Exercise details: Repeat the material exactly, leaving nothing out.
------------------------------------------------------------------------
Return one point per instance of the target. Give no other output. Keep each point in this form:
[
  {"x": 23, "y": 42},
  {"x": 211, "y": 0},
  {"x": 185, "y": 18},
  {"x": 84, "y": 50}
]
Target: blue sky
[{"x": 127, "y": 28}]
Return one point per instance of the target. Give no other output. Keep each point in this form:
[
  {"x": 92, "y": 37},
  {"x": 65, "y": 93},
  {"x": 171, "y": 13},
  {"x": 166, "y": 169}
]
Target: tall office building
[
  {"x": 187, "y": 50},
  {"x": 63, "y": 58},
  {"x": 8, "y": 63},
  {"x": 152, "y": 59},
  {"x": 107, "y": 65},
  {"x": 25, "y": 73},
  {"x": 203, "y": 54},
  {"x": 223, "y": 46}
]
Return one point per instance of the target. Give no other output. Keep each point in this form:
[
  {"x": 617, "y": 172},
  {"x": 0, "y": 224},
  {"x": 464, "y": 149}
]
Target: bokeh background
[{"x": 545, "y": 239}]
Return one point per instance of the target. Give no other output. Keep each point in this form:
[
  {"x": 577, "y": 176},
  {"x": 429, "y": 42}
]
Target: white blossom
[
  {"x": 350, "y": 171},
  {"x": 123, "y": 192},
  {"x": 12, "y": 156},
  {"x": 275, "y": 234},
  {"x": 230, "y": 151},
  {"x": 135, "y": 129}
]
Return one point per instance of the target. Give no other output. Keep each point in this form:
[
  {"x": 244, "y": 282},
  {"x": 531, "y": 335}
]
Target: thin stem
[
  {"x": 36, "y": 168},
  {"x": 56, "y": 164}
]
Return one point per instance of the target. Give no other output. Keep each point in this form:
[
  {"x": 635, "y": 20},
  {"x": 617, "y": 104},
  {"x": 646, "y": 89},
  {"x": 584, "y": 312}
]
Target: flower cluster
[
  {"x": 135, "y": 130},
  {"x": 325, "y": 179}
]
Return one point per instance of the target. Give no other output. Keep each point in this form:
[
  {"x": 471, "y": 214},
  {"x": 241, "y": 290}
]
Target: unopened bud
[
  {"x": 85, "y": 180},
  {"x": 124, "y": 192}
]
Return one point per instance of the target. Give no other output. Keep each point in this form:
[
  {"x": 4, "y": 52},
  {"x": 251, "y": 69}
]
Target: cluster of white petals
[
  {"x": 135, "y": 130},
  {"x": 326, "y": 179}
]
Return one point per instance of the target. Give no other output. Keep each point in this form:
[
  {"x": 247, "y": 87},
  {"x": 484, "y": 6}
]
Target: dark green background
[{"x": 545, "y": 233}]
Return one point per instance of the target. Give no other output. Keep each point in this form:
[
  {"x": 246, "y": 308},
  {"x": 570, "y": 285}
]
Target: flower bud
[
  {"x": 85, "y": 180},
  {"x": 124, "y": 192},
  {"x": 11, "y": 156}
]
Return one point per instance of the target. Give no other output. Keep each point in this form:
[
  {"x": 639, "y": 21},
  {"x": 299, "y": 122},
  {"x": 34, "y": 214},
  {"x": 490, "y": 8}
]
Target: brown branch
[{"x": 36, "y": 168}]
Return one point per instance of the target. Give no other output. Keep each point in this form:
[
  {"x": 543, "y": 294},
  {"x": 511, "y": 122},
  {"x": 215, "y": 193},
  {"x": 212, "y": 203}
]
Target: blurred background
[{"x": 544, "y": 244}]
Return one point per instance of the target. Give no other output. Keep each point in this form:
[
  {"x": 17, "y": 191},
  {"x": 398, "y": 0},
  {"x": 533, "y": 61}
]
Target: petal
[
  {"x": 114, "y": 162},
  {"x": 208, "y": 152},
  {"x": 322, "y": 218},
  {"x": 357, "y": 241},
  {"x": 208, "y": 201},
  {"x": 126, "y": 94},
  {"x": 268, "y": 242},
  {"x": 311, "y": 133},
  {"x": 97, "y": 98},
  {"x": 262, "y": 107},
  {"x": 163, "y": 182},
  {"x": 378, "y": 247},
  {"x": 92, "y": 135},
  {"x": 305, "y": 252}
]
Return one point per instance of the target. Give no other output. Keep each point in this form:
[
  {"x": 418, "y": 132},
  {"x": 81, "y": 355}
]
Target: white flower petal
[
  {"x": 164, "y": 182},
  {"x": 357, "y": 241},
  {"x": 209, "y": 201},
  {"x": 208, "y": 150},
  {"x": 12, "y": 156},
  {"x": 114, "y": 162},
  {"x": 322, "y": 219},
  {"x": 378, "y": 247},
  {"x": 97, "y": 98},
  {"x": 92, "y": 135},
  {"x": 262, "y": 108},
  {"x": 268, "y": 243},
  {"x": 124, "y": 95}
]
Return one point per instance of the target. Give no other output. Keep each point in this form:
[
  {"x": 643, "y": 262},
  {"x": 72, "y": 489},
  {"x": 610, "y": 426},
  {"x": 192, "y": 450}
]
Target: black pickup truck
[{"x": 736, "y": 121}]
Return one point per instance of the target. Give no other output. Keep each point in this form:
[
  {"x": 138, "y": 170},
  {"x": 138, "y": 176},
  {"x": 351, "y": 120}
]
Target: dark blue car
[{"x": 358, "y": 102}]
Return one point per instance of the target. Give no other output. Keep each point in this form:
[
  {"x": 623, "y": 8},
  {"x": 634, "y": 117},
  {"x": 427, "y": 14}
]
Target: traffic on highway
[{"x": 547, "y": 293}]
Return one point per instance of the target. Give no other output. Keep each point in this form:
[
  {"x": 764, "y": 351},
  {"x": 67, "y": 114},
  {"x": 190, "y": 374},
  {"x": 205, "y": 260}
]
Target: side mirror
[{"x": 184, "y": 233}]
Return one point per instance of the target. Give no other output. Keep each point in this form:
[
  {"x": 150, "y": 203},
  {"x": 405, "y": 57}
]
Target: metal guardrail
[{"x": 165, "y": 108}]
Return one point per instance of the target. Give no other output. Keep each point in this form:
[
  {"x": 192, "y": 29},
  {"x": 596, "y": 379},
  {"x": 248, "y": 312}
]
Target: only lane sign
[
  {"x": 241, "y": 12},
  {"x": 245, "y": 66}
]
------------------------------------------------------------------------
Written response:
Return one point per instance of the target. Give no other output. Keep each point in this form:
[
  {"x": 23, "y": 42},
  {"x": 211, "y": 0},
  {"x": 185, "y": 18},
  {"x": 84, "y": 50}
]
Target: blue sky
[{"x": 127, "y": 28}]
Return one point per instance of the target. Give no other output. Keep each point in this form:
[
  {"x": 92, "y": 37},
  {"x": 65, "y": 93},
  {"x": 171, "y": 13},
  {"x": 166, "y": 169}
]
Target: tall office building
[
  {"x": 187, "y": 50},
  {"x": 63, "y": 58},
  {"x": 8, "y": 63},
  {"x": 152, "y": 59},
  {"x": 107, "y": 65},
  {"x": 25, "y": 73},
  {"x": 203, "y": 54},
  {"x": 223, "y": 46}
]
Return one point per instance of the target. Give no other output. Keep each point in this form:
[
  {"x": 617, "y": 172},
  {"x": 0, "y": 224},
  {"x": 464, "y": 149}
]
Target: bokeh background
[{"x": 545, "y": 239}]
Return one point per instance of the target. Give no other output. Keep each point in this form:
[
  {"x": 577, "y": 176},
  {"x": 429, "y": 42}
]
Target: white blossom
[
  {"x": 350, "y": 171},
  {"x": 123, "y": 192},
  {"x": 12, "y": 156},
  {"x": 275, "y": 234},
  {"x": 230, "y": 151},
  {"x": 135, "y": 129}
]
Return one point per instance of the target. Give no other output. Keep each point in this form:
[
  {"x": 244, "y": 282},
  {"x": 531, "y": 335}
]
Target: thin stem
[
  {"x": 36, "y": 168},
  {"x": 56, "y": 164}
]
Return one point per instance of the target. Give no other output. Keep each point in this form:
[
  {"x": 635, "y": 20},
  {"x": 617, "y": 104},
  {"x": 646, "y": 89},
  {"x": 584, "y": 312}
]
Target: flower cluster
[
  {"x": 135, "y": 130},
  {"x": 325, "y": 179}
]
Return one point per instance of the target. Give no other output. Keep each point in this form:
[
  {"x": 471, "y": 214},
  {"x": 241, "y": 290}
]
Target: unopened bud
[
  {"x": 85, "y": 180},
  {"x": 124, "y": 192}
]
Return one point per instance of the target. Give no other output. Keep each point in this form:
[
  {"x": 4, "y": 52},
  {"x": 251, "y": 69}
]
Target: cluster of white petals
[
  {"x": 135, "y": 130},
  {"x": 326, "y": 179}
]
Return one point per instance of the target. Give no other output. Keep each point in this form:
[
  {"x": 247, "y": 87},
  {"x": 484, "y": 6}
]
Target: dark green background
[{"x": 545, "y": 233}]
Return one point per instance of the target. Give no other output. Keep each point in this form:
[
  {"x": 246, "y": 308},
  {"x": 570, "y": 285}
]
Target: flower bud
[
  {"x": 85, "y": 180},
  {"x": 124, "y": 192},
  {"x": 11, "y": 156}
]
Return one point per instance of the target. Give no other output. Keep each point in this form:
[
  {"x": 639, "y": 21},
  {"x": 299, "y": 122},
  {"x": 34, "y": 214},
  {"x": 490, "y": 8}
]
Target: brown branch
[{"x": 36, "y": 168}]
Return one point per instance of the target. Give no other output. Keep each point in this form:
[
  {"x": 543, "y": 294},
  {"x": 511, "y": 122},
  {"x": 215, "y": 193},
  {"x": 212, "y": 203}
]
Target: blurred background
[{"x": 544, "y": 244}]
Return one point per instance of the target. Give no other output. Keep each point in this form:
[
  {"x": 17, "y": 191},
  {"x": 398, "y": 0},
  {"x": 533, "y": 61}
]
Target: petal
[
  {"x": 114, "y": 162},
  {"x": 208, "y": 152},
  {"x": 322, "y": 218},
  {"x": 357, "y": 241},
  {"x": 208, "y": 201},
  {"x": 126, "y": 94},
  {"x": 268, "y": 242},
  {"x": 311, "y": 133},
  {"x": 97, "y": 98},
  {"x": 262, "y": 107},
  {"x": 163, "y": 182},
  {"x": 378, "y": 247},
  {"x": 92, "y": 135},
  {"x": 305, "y": 252}
]
Return one point per instance of the target. Give no other output. Keep each point in this form:
[
  {"x": 418, "y": 132},
  {"x": 81, "y": 355}
]
Target: white flower petal
[
  {"x": 164, "y": 182},
  {"x": 357, "y": 241},
  {"x": 209, "y": 201},
  {"x": 208, "y": 150},
  {"x": 12, "y": 156},
  {"x": 114, "y": 162},
  {"x": 322, "y": 219},
  {"x": 378, "y": 247},
  {"x": 97, "y": 98},
  {"x": 92, "y": 135},
  {"x": 262, "y": 108},
  {"x": 268, "y": 243},
  {"x": 124, "y": 95}
]
Return one point per instance of the target. Give no other output. Keep each point in this form:
[
  {"x": 643, "y": 262},
  {"x": 72, "y": 489},
  {"x": 610, "y": 426},
  {"x": 192, "y": 450}
]
Target: black pickup truck
[{"x": 736, "y": 121}]
Return one point per instance of the target. Give no other output. Keep each point in this form:
[
  {"x": 138, "y": 170},
  {"x": 138, "y": 176},
  {"x": 351, "y": 120}
]
Target: dark blue car
[{"x": 358, "y": 102}]
Return one point per instance of the target. Give no other output. Keep each point in this form:
[
  {"x": 623, "y": 8},
  {"x": 634, "y": 117},
  {"x": 427, "y": 14}
]
Target: traffic on highway
[{"x": 547, "y": 293}]
Return one point per instance of the target. Give no other output. Keep each point in this form:
[
  {"x": 764, "y": 351},
  {"x": 67, "y": 114},
  {"x": 190, "y": 374},
  {"x": 205, "y": 260}
]
Target: side mirror
[{"x": 184, "y": 233}]
Return one point per instance of the target. Give no other output. Keep each point in this form:
[
  {"x": 150, "y": 203},
  {"x": 405, "y": 57}
]
Target: metal guardrail
[{"x": 165, "y": 108}]
Return one point per instance of the target. Give no other output. Keep each point in this form:
[
  {"x": 192, "y": 29},
  {"x": 596, "y": 379},
  {"x": 248, "y": 312}
]
Target: only lane sign
[
  {"x": 241, "y": 12},
  {"x": 245, "y": 66}
]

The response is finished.